(Records from a data source)

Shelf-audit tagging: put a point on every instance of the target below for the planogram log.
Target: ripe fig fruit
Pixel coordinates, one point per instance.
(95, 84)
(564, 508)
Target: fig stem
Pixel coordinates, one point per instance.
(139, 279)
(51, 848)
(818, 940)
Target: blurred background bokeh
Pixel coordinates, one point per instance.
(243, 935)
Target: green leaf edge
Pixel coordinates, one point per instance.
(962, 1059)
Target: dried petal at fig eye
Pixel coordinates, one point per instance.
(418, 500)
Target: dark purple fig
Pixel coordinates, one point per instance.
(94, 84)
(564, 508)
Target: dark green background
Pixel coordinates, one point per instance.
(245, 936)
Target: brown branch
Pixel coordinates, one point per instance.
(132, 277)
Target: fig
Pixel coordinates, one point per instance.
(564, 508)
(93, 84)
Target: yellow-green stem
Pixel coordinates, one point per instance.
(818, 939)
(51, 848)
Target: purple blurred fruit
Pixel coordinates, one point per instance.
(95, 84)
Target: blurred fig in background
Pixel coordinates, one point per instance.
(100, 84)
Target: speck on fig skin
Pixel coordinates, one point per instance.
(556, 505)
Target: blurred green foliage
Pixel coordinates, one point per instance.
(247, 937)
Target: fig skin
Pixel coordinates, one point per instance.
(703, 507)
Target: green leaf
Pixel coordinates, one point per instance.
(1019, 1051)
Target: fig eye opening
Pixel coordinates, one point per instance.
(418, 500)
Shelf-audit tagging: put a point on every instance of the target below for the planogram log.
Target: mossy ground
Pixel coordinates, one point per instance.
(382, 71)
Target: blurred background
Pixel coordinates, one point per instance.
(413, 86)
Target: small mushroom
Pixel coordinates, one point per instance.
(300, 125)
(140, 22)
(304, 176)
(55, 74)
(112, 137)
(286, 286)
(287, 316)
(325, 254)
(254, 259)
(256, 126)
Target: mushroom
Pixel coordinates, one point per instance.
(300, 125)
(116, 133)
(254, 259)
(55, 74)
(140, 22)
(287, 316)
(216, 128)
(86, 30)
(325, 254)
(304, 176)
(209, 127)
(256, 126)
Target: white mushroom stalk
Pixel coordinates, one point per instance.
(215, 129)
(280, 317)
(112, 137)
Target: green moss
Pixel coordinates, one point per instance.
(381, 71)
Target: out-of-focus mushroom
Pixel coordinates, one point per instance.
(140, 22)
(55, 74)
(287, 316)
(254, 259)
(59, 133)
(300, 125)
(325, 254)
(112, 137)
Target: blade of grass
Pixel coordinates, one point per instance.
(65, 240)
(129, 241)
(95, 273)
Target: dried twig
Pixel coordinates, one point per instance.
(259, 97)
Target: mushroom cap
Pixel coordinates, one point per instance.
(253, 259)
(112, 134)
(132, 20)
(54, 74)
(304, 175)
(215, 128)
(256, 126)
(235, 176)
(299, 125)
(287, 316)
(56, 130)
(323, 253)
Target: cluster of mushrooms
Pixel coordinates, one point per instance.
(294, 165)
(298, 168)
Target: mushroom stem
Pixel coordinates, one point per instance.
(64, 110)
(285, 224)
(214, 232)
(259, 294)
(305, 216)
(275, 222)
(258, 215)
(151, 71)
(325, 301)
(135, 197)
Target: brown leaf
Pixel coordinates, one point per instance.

**Requirement**
Rewrite everything from the line containing "Target: mushroom cap" down to the end of the rows as a Markdown table with the columns No. and Line. Give each line its own number, and omit blank lines.

**The result**
| No. | Line |
|---|---|
| 1 | Target: mushroom cap |
| 2 | Pixel coordinates, one point per instance. |
| 3 | (253, 259) |
| 4 | (112, 134) |
| 5 | (132, 20) |
| 6 | (54, 74) |
| 7 | (304, 175) |
| 8 | (215, 128) |
| 9 | (256, 126) |
| 10 | (235, 176) |
| 11 | (299, 125) |
| 12 | (287, 316) |
| 13 | (56, 130) |
| 14 | (323, 253) |
| 15 | Target: cluster of mushrooms |
| 16 | Pixel coordinates, one point per instance. |
| 17 | (294, 165) |
| 18 | (298, 168) |
| 19 | Target: mushroom stem |
| 20 | Pixel coordinates, one point per instance. |
| 21 | (64, 110) |
| 22 | (285, 224) |
| 23 | (214, 232) |
| 24 | (259, 294) |
| 25 | (305, 216) |
| 26 | (275, 222) |
| 27 | (258, 215) |
| 28 | (151, 71) |
| 29 | (325, 301) |
| 30 | (135, 197) |
| 31 | Target: brown leaf |
| 32 | Pixel coordinates, one point per instance. |